Instructions to follow
State how many lines in the records below contain the string "field", with case counting toward a match. Reply with the number alone.

# # # # #

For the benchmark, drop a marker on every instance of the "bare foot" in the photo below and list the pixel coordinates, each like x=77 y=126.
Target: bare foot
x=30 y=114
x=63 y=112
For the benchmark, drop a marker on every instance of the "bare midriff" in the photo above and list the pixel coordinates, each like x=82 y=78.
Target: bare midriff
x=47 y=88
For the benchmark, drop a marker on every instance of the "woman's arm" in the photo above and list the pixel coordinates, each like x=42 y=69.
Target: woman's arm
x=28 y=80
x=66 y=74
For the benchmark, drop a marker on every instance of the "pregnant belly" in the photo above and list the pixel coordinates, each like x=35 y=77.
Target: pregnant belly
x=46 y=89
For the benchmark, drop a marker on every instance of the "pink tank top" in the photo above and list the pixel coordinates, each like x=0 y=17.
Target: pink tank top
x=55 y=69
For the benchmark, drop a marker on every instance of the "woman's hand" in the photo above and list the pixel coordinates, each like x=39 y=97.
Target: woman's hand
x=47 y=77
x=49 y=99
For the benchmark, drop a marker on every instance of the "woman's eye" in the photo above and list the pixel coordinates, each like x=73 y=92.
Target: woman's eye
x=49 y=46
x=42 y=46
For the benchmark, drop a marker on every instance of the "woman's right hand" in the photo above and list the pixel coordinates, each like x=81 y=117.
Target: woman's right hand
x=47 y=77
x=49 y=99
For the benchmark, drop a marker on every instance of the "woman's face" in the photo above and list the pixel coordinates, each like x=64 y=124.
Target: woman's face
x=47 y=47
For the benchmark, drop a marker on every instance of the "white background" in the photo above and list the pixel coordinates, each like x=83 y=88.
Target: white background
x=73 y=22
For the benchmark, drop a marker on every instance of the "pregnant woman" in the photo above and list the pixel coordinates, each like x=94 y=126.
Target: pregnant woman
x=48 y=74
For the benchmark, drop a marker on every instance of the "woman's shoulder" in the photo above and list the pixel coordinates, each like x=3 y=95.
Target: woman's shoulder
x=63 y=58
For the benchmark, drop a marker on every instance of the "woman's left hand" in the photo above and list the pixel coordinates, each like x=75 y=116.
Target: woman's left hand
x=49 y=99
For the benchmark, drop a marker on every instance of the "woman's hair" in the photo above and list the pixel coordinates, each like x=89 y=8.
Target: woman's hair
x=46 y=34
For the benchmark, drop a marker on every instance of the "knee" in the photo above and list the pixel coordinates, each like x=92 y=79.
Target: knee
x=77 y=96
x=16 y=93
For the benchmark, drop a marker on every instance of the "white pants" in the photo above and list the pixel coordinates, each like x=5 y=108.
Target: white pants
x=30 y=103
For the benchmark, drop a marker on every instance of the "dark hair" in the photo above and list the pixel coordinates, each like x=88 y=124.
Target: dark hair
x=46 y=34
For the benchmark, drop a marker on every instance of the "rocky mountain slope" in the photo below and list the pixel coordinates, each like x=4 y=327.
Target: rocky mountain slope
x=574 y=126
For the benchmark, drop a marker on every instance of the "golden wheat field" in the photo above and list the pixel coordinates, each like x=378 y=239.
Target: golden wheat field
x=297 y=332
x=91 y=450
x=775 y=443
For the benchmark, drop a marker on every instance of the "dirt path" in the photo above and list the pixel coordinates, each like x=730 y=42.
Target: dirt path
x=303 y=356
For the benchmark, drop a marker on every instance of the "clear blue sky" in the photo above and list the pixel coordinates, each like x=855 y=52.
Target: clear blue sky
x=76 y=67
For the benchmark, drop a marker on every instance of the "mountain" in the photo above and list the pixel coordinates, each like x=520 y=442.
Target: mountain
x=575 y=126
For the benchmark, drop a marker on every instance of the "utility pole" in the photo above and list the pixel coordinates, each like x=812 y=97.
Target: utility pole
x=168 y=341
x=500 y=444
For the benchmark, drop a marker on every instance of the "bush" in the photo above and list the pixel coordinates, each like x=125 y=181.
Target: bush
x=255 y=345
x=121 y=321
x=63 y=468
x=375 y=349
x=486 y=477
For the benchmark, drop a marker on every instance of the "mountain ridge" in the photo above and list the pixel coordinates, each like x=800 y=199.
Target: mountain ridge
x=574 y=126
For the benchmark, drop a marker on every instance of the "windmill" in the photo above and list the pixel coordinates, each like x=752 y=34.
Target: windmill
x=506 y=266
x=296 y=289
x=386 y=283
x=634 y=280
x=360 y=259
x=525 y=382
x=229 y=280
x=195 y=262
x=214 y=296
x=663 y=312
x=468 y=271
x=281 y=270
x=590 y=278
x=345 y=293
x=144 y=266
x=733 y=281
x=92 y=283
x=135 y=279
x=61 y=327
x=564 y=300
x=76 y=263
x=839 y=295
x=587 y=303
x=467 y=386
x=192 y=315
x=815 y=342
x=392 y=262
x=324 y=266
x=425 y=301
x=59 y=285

# # # # #

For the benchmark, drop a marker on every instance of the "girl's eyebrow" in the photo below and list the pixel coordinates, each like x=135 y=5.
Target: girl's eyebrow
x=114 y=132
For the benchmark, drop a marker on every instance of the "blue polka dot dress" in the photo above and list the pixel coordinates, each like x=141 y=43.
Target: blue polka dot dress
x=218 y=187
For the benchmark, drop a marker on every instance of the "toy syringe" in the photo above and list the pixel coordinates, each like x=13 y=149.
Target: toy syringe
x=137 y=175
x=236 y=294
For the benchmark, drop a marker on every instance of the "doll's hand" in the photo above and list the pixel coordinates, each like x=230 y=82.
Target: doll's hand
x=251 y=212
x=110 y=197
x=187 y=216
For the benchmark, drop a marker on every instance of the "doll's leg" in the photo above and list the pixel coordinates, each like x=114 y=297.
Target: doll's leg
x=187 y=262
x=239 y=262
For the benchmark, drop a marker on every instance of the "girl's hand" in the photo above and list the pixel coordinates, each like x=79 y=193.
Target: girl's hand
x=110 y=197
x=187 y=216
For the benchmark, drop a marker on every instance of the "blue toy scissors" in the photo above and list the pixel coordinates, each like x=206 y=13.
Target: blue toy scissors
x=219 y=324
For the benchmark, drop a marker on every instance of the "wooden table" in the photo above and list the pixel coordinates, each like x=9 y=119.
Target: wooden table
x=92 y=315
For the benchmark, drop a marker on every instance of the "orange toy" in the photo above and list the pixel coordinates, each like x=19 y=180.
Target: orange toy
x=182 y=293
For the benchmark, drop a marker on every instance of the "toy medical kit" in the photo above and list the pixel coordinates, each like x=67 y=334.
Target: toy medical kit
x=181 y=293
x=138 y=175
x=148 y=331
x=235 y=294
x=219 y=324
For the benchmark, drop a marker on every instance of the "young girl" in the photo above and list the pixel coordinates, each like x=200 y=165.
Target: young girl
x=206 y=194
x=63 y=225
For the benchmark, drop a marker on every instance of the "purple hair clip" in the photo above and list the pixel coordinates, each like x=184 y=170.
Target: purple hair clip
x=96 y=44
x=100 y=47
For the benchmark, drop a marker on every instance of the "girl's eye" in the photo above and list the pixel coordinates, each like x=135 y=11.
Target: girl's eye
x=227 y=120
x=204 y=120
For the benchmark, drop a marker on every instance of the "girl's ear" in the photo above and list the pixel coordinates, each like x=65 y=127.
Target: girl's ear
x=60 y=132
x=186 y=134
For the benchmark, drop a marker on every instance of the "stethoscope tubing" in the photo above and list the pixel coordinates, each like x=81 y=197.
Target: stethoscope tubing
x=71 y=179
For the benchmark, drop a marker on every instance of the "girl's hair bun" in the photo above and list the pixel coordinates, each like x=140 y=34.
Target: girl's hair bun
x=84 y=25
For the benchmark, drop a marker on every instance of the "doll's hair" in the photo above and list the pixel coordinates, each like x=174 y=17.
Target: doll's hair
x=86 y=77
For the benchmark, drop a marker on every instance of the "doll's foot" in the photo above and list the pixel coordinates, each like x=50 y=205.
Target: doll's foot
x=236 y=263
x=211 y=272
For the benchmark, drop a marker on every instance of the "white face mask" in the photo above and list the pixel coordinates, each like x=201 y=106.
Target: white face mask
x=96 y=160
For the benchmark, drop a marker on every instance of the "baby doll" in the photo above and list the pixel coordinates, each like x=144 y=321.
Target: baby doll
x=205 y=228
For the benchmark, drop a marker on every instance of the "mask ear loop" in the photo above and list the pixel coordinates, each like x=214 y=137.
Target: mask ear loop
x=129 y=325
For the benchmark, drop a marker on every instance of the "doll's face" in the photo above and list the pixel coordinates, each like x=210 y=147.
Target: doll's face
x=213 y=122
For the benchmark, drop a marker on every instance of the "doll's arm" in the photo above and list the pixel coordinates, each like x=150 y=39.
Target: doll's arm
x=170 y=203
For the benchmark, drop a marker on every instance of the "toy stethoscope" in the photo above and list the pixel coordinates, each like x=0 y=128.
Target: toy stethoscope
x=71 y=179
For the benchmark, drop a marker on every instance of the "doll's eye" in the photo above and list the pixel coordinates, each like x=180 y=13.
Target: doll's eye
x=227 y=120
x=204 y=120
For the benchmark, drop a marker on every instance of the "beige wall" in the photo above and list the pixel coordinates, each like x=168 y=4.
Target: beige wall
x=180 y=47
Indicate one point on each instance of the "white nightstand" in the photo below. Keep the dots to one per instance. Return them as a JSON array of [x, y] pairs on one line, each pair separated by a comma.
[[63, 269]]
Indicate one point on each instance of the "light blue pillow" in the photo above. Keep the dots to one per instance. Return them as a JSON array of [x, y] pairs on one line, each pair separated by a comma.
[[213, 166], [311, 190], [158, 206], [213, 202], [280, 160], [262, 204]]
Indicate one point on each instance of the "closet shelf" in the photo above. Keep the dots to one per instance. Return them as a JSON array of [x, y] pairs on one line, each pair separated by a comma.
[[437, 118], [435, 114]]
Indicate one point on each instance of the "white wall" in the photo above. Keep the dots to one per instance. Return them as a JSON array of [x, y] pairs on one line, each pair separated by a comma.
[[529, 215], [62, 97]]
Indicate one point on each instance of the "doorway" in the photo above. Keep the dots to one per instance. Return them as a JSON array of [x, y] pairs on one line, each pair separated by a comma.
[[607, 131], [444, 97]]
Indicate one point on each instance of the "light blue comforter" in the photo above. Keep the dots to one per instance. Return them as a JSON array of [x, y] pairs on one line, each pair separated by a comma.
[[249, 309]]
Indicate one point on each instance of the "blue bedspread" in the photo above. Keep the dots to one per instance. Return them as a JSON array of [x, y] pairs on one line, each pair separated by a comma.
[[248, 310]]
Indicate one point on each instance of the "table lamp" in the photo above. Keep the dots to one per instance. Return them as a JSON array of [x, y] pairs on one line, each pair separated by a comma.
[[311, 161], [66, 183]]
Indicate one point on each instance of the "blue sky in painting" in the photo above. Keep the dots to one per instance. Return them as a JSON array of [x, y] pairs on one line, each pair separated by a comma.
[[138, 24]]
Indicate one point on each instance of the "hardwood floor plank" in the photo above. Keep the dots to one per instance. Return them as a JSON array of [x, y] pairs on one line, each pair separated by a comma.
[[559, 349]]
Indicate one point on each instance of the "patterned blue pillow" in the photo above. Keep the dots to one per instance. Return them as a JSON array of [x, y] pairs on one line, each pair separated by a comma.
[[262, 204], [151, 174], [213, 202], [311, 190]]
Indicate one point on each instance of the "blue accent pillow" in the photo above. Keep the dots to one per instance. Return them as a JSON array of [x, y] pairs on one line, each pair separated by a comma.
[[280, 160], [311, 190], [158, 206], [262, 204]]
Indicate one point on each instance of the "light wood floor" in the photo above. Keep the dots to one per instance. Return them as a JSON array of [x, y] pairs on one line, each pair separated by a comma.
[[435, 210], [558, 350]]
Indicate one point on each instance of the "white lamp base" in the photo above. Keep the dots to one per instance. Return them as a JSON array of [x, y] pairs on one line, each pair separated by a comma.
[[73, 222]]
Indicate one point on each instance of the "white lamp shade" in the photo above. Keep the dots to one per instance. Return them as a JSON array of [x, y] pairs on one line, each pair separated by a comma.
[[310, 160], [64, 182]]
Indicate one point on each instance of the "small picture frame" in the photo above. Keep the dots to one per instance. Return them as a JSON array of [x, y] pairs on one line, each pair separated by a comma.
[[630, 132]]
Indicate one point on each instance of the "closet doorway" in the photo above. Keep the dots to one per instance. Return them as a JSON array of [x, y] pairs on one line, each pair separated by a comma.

# # # # #

Written response
2